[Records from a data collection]

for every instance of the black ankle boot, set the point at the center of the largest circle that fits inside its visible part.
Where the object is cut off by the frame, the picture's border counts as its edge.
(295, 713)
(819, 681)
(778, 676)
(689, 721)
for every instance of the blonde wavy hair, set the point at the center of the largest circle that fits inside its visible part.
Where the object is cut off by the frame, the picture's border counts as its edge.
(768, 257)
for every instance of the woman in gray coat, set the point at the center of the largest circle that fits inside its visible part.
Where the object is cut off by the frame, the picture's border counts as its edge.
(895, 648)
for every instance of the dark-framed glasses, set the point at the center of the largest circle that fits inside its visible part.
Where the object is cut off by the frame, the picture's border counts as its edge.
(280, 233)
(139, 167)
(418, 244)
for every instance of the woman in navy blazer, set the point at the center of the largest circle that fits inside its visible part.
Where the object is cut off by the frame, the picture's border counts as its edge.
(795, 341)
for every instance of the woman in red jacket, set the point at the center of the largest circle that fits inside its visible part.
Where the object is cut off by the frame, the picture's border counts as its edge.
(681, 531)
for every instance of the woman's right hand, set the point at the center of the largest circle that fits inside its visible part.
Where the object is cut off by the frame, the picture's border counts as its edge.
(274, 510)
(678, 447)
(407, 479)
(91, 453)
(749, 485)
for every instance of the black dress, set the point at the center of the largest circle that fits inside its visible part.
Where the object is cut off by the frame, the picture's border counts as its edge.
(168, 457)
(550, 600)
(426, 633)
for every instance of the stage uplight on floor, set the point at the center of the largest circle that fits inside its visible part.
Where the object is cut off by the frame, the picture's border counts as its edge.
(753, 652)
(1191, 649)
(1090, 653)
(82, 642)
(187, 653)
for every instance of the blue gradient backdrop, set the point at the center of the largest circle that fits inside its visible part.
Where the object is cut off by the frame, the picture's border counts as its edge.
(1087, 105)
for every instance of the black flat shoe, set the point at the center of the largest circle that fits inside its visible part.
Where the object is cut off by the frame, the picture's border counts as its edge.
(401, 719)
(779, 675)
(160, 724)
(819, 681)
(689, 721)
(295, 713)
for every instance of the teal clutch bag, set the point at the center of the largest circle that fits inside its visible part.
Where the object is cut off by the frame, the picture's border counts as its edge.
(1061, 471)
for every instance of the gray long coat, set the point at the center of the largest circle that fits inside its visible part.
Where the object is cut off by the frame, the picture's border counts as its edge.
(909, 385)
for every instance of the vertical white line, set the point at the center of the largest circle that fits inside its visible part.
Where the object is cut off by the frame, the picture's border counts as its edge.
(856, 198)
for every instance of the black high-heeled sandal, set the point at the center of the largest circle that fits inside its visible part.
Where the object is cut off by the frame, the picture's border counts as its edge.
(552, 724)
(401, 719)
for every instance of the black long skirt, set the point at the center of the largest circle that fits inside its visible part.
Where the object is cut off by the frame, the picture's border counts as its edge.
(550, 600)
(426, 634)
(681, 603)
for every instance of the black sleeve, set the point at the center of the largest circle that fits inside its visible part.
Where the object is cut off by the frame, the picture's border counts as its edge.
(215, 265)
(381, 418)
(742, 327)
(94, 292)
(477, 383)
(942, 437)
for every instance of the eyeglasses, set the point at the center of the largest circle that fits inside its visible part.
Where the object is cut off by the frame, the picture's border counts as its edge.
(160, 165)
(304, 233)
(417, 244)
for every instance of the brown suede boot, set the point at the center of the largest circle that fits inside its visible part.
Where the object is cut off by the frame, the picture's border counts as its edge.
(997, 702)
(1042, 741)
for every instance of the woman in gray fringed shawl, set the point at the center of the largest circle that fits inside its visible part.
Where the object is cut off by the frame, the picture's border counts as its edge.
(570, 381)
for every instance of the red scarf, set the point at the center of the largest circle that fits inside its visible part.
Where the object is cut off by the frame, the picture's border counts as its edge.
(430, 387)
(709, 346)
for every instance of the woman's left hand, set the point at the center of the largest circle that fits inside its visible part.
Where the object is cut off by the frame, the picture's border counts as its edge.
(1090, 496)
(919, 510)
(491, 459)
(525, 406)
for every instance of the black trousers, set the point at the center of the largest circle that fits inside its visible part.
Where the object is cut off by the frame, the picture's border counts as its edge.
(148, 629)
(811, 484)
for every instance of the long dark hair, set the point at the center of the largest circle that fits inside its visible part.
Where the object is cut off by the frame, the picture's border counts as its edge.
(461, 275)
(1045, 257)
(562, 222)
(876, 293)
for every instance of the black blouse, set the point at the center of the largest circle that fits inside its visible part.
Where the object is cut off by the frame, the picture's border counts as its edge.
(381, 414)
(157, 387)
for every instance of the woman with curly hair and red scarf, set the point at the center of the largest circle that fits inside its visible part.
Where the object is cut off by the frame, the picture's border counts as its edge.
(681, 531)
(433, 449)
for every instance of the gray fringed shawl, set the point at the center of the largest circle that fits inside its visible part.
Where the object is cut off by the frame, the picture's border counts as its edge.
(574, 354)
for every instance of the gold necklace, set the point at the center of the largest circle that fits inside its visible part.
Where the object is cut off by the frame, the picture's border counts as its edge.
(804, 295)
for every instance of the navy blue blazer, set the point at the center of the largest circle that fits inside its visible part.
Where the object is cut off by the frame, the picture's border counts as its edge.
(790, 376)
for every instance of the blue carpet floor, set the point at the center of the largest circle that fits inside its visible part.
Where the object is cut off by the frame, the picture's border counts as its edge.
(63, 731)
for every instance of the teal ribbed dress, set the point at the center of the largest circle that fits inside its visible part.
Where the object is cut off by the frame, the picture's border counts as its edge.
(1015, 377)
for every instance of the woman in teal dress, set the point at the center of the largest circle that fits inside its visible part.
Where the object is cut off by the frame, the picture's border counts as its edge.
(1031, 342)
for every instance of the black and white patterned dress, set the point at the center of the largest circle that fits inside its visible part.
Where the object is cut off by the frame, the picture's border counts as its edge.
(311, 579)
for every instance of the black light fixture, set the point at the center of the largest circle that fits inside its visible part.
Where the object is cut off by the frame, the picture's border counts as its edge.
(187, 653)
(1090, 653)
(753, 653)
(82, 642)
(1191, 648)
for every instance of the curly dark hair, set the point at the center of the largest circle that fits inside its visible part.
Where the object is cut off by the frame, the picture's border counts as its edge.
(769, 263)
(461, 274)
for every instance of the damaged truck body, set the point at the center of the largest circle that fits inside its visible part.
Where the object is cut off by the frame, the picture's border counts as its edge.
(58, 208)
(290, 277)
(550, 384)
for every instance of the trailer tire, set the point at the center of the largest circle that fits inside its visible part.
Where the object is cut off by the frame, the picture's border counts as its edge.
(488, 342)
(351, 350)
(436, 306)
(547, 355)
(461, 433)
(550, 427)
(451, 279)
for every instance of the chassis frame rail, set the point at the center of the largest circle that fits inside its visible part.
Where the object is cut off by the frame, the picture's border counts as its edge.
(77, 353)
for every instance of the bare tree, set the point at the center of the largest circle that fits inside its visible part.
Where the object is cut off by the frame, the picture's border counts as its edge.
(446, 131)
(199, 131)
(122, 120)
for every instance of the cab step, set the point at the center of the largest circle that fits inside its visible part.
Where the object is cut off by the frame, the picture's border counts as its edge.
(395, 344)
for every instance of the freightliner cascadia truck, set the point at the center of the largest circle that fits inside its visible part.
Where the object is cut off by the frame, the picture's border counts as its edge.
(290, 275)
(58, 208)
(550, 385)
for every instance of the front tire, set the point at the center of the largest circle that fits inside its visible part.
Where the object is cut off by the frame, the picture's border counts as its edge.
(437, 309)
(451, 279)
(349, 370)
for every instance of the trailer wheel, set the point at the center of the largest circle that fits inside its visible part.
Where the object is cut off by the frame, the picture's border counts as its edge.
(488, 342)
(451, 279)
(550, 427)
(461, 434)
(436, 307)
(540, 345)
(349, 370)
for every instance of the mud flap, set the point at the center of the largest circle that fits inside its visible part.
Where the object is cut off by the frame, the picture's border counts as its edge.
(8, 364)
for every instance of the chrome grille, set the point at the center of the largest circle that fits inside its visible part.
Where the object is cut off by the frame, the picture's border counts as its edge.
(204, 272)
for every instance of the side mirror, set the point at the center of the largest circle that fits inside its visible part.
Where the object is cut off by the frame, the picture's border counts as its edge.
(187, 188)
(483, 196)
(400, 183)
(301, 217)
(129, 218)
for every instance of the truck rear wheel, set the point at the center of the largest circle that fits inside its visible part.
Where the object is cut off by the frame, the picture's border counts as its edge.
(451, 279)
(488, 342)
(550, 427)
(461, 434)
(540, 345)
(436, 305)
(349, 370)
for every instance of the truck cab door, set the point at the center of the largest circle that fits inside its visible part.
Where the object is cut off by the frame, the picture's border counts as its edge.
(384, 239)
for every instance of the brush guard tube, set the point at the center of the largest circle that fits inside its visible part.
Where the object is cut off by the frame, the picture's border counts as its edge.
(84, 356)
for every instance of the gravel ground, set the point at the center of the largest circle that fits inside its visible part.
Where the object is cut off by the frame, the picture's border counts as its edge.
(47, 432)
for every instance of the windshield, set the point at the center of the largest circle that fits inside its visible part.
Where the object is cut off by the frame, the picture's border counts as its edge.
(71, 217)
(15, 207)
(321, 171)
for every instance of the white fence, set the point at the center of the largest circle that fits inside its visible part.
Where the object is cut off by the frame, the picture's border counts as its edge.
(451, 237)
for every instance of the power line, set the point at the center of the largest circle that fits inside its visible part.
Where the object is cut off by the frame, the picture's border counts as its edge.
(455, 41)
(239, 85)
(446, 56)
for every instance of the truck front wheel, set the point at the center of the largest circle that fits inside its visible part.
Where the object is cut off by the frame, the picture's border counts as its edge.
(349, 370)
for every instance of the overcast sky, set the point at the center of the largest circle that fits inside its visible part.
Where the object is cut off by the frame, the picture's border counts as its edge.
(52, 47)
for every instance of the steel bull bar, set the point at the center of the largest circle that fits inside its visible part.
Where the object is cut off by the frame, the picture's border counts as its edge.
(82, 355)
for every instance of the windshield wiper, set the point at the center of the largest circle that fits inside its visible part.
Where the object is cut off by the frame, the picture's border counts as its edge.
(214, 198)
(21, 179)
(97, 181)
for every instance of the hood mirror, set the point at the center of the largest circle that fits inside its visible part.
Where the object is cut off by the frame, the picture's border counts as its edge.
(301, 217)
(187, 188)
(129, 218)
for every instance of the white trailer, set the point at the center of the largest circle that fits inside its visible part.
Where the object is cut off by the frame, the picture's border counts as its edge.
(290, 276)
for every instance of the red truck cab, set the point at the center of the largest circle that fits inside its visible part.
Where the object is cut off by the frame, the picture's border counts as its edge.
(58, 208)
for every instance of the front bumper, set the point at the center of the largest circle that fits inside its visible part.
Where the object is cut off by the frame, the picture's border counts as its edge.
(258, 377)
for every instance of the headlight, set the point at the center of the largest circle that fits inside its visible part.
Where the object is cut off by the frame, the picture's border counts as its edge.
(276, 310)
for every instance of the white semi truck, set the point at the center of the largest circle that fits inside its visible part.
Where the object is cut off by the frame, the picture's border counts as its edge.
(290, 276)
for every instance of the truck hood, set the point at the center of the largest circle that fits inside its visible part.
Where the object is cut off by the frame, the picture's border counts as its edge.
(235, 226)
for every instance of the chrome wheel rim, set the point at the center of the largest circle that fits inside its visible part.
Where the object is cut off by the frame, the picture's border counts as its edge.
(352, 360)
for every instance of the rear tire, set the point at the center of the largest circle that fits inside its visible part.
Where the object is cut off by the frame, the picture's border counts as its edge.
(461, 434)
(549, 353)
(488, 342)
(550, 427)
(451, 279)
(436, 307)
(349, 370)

- What is needed
Taking the lines above, repeat exactly those from the line that contains "for every instance of the brown" through the line that contains "for every instance of the black trousers, set", and both of those lines as well. Include nothing else.

- Exercise answer
for every instance of the brown suede boot, set the point at the center of the largest circle that fits inside its visible part.
Where the object is cut off by the frame, the picture's border counts as its edge.
(997, 702)
(1042, 741)
for every instance of the woman in gray fringed shawl, set the point at the center of the largest circle that fits inside its visible part.
Where the object is cut off by the frame, the picture's border counts as its edge.
(570, 381)
for every instance of the red scarf, set the point at the center of the largest circle that fits inside its visible part.
Where the object is cut off by the frame, the picture's border counts as its edge.
(430, 387)
(709, 346)
for every instance of the woman's left hand, set the point at the center of the largest circle that fits inside its visible part.
Where the object is cut off by the frame, the picture's border counts as its edge.
(1090, 496)
(919, 510)
(491, 459)
(525, 406)
for every instance of the black trousers, set the point at the center of the largest circle that fits inside its visible part.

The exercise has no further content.